SUPPLIED DATA:
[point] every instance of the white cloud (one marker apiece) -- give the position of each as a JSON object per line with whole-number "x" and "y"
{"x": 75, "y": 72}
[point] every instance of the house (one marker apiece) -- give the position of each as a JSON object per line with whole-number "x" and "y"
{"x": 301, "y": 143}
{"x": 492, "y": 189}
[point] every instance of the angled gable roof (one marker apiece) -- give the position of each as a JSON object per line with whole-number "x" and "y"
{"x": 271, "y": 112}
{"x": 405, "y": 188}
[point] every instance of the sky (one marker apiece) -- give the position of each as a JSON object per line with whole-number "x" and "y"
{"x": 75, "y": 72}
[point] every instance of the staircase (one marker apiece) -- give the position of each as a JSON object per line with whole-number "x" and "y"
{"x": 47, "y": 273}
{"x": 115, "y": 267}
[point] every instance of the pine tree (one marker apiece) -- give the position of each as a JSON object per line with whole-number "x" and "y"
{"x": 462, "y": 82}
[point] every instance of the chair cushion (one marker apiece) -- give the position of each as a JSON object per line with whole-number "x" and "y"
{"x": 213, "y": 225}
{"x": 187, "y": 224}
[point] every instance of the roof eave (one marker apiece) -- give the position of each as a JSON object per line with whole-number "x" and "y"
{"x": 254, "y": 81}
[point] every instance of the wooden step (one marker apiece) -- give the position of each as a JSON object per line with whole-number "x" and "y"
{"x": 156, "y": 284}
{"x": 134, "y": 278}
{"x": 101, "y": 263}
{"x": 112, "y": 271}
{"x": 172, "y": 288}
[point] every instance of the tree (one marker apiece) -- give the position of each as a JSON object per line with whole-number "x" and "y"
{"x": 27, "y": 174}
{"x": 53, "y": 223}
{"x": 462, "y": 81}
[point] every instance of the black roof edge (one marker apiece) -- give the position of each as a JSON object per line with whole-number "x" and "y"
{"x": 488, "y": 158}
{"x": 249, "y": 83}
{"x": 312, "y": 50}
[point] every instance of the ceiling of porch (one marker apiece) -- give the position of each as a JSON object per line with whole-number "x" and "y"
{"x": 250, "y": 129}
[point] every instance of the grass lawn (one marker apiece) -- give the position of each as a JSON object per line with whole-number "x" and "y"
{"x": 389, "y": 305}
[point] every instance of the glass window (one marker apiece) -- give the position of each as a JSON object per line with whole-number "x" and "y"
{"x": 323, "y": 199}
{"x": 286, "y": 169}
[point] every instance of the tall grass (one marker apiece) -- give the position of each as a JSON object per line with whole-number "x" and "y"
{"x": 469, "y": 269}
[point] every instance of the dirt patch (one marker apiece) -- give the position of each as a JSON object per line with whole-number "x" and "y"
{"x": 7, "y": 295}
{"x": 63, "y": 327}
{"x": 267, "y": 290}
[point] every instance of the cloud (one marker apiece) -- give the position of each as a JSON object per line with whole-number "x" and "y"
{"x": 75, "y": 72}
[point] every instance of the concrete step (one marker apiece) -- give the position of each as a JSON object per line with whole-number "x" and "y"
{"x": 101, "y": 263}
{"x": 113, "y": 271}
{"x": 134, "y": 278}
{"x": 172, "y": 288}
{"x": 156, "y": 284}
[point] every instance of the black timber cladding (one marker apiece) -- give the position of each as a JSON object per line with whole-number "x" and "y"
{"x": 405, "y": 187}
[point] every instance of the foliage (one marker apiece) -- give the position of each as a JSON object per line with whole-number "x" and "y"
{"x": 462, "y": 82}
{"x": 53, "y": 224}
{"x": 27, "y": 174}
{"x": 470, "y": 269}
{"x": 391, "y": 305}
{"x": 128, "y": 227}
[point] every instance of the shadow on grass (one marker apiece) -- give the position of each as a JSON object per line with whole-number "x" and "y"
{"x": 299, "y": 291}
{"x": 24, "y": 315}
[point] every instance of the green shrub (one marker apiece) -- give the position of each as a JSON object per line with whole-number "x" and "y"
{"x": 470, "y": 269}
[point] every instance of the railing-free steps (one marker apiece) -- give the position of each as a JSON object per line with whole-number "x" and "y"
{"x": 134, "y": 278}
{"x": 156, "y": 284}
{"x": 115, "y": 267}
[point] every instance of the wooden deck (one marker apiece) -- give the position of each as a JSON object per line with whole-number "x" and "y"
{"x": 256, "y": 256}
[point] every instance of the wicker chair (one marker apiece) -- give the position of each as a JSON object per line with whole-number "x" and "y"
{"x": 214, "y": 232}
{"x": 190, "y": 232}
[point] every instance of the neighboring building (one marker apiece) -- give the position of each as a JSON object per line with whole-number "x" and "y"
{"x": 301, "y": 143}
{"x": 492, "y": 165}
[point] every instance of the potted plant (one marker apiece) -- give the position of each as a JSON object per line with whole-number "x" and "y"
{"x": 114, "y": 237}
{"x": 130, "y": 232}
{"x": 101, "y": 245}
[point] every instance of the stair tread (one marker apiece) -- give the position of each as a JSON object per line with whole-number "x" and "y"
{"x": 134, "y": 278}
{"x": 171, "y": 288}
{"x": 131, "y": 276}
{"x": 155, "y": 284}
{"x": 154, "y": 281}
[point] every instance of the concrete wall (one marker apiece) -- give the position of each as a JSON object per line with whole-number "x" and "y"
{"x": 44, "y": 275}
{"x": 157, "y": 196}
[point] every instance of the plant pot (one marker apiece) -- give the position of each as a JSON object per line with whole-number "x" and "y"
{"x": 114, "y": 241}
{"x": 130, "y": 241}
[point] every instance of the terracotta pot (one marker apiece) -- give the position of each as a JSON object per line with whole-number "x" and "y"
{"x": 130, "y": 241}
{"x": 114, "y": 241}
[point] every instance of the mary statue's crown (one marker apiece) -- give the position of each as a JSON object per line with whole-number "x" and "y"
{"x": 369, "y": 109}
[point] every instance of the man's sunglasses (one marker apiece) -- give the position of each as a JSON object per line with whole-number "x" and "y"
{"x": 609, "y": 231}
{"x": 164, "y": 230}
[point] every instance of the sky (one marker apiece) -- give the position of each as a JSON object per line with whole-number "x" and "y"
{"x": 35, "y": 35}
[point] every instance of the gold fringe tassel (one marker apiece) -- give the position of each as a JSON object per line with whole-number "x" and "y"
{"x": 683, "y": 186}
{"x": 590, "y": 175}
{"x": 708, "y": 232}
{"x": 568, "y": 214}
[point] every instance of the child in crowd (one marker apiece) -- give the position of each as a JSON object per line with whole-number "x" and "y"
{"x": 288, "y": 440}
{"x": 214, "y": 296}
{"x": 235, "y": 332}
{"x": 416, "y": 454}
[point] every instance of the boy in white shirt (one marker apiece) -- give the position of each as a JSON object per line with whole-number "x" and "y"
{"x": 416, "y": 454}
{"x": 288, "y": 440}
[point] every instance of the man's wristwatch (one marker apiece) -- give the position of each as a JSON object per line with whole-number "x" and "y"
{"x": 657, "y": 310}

THE REQUEST: Please quote nothing but the lines from the line with "[point] every instance of the gold" through the end of the data above, exactly as written, ends included.

ANSWER FOR THE TASK:
[point] every instance of the gold fringe tassel (one marker apiece) -- give the position of each as a JSON object per line with whole-number "x" and "y"
{"x": 683, "y": 186}
{"x": 590, "y": 175}
{"x": 708, "y": 232}
{"x": 568, "y": 214}
[point] every instance of the child in crowd (one marker apiece) -- give the position of each as a JSON object per line with whole-number "x" and "y"
{"x": 288, "y": 440}
{"x": 214, "y": 296}
{"x": 235, "y": 332}
{"x": 416, "y": 454}
[point] every instance of the boy in white shirt (one marker apiece) -- give the position of each as a JSON object per line with whole-number "x" and "y"
{"x": 416, "y": 454}
{"x": 288, "y": 440}
[point] every instance of the man's wristwatch (one marker apiece) -- give the position of each as a JSON object per line with whole-number "x" and "y"
{"x": 657, "y": 310}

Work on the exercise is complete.